+++ SUPPLIED RECORDS

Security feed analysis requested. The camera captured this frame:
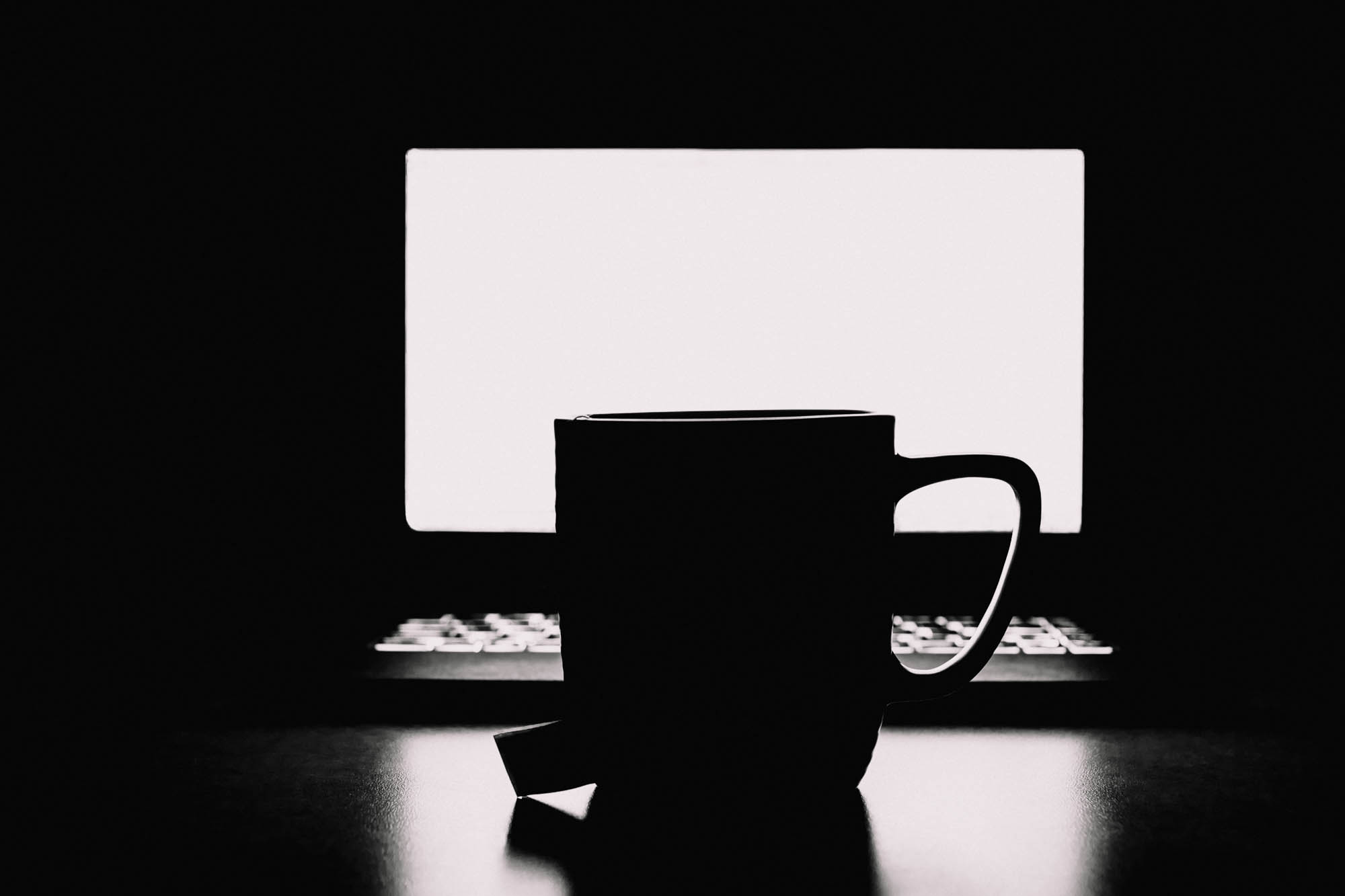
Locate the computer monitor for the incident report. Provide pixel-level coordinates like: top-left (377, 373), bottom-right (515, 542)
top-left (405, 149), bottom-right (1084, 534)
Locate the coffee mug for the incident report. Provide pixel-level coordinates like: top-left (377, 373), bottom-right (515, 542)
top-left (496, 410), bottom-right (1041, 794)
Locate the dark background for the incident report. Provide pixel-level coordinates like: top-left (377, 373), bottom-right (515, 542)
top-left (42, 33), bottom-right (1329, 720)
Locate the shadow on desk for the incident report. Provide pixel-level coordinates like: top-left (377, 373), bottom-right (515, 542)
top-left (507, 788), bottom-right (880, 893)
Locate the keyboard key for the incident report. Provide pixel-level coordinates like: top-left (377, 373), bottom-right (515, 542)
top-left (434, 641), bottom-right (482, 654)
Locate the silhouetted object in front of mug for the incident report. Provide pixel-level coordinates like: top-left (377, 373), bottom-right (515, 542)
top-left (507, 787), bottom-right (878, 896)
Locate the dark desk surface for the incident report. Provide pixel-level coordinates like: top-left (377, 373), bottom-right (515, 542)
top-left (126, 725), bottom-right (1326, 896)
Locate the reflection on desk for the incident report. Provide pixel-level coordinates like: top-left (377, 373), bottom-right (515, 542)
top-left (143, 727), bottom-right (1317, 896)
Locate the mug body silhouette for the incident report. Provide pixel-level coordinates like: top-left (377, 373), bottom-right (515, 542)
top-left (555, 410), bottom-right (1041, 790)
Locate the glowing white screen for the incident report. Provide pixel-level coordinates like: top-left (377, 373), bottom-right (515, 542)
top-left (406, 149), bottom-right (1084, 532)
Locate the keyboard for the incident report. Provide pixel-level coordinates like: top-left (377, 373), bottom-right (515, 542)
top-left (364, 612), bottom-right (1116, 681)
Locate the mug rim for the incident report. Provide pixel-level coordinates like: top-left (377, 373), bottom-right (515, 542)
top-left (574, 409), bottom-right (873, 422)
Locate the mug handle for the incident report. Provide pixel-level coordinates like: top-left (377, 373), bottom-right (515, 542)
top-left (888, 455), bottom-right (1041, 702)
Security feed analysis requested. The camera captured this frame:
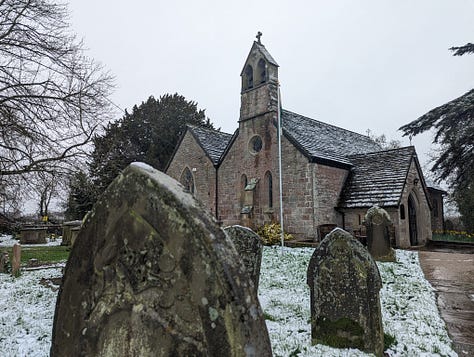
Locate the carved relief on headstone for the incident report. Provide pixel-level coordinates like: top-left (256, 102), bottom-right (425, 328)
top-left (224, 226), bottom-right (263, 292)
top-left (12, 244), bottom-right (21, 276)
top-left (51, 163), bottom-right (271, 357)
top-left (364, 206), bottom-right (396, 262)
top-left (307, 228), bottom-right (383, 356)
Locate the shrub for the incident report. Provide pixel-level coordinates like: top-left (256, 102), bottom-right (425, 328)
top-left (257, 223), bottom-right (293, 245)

++++++
+++ SUPPLIED RECORDS

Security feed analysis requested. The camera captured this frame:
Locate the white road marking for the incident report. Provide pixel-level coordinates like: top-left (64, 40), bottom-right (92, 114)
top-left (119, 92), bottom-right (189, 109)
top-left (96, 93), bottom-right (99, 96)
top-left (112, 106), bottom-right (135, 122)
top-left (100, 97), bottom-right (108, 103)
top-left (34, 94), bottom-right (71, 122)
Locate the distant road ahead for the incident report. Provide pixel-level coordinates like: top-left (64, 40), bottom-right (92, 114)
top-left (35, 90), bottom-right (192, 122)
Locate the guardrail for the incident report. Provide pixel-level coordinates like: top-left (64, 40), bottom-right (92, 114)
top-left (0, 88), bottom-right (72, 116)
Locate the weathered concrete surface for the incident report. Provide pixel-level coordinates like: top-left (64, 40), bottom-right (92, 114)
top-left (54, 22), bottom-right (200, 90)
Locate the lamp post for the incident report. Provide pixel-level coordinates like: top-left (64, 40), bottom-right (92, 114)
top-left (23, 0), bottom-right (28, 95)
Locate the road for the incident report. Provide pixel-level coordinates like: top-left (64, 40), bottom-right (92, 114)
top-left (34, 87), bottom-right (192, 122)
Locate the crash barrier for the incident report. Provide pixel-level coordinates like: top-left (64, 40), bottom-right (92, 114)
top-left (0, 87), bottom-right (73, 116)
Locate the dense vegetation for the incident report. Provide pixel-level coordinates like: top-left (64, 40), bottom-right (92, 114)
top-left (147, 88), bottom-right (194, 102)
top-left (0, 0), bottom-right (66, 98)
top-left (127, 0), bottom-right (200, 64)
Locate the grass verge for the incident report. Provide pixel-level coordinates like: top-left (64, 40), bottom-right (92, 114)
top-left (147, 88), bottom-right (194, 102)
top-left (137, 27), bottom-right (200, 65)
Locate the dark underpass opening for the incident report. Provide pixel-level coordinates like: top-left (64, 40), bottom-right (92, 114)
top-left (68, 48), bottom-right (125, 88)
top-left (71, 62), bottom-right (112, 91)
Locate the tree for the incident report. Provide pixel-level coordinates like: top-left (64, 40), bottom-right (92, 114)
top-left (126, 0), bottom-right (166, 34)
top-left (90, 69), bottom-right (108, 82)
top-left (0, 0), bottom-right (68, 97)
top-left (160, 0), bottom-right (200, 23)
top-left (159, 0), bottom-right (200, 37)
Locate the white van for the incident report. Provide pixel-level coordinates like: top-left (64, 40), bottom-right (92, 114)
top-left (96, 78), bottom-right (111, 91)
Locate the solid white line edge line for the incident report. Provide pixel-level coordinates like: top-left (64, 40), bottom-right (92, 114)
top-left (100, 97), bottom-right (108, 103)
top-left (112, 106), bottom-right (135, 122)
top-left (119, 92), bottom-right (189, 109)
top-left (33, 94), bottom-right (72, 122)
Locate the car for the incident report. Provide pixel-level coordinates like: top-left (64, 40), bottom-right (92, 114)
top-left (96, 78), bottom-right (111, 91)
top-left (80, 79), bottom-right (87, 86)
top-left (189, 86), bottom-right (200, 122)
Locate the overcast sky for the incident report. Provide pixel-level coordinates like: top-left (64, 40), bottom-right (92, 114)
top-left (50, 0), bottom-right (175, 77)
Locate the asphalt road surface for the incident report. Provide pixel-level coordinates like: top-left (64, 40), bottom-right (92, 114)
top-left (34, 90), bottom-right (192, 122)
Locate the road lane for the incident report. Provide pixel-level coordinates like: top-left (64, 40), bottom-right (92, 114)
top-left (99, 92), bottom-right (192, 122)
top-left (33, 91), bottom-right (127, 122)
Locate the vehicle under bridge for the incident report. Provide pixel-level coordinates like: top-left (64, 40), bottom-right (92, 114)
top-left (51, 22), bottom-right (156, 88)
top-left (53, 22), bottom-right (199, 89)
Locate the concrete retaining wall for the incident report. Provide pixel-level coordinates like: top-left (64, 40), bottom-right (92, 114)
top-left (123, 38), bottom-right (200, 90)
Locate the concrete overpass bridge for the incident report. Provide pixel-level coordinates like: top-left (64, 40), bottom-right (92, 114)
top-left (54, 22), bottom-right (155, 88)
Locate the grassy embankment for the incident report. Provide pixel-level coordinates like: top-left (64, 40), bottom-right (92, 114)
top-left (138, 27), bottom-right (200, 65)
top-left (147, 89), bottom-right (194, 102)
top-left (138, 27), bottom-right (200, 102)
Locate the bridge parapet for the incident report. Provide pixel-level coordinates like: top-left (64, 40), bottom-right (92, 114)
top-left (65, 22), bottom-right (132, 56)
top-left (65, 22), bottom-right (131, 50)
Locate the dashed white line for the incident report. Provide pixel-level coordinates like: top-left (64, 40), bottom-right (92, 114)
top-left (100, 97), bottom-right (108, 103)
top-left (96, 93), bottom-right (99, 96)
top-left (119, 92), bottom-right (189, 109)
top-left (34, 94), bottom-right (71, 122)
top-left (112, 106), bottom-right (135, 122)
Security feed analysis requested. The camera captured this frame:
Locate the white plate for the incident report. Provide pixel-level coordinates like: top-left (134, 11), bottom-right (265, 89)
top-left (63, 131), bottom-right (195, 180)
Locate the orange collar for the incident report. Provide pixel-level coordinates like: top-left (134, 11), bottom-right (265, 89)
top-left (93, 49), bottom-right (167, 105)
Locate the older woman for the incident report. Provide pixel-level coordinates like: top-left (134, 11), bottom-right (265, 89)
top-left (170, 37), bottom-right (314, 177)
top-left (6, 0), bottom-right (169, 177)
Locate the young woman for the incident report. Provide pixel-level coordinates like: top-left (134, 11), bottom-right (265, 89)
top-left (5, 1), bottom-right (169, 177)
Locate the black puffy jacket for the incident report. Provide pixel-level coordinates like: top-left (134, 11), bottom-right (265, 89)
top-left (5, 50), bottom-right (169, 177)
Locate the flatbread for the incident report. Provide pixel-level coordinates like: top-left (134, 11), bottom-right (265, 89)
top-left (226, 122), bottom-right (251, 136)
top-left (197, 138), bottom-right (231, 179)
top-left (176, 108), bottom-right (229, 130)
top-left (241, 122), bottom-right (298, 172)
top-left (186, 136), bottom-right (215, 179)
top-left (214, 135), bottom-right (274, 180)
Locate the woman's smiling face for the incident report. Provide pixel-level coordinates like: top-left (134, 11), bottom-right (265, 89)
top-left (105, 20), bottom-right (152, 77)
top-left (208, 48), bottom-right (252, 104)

++++++

INSTRUCTIONS TO FOLLOW: Pull out every line above that contains the word "woman", and copy each one in full.

RESULT BELOW:
Locate the older woman for the incident report. Provide pixel-level coordinates like: top-left (134, 11), bottom-right (265, 89)
Locate the young woman for the incident report. Provide pixel-level coordinates like: top-left (134, 11), bottom-right (265, 89)
Locate the woman's smiling face for the incident report. Provide pixel-level coordinates like: top-left (134, 11), bottom-right (265, 89)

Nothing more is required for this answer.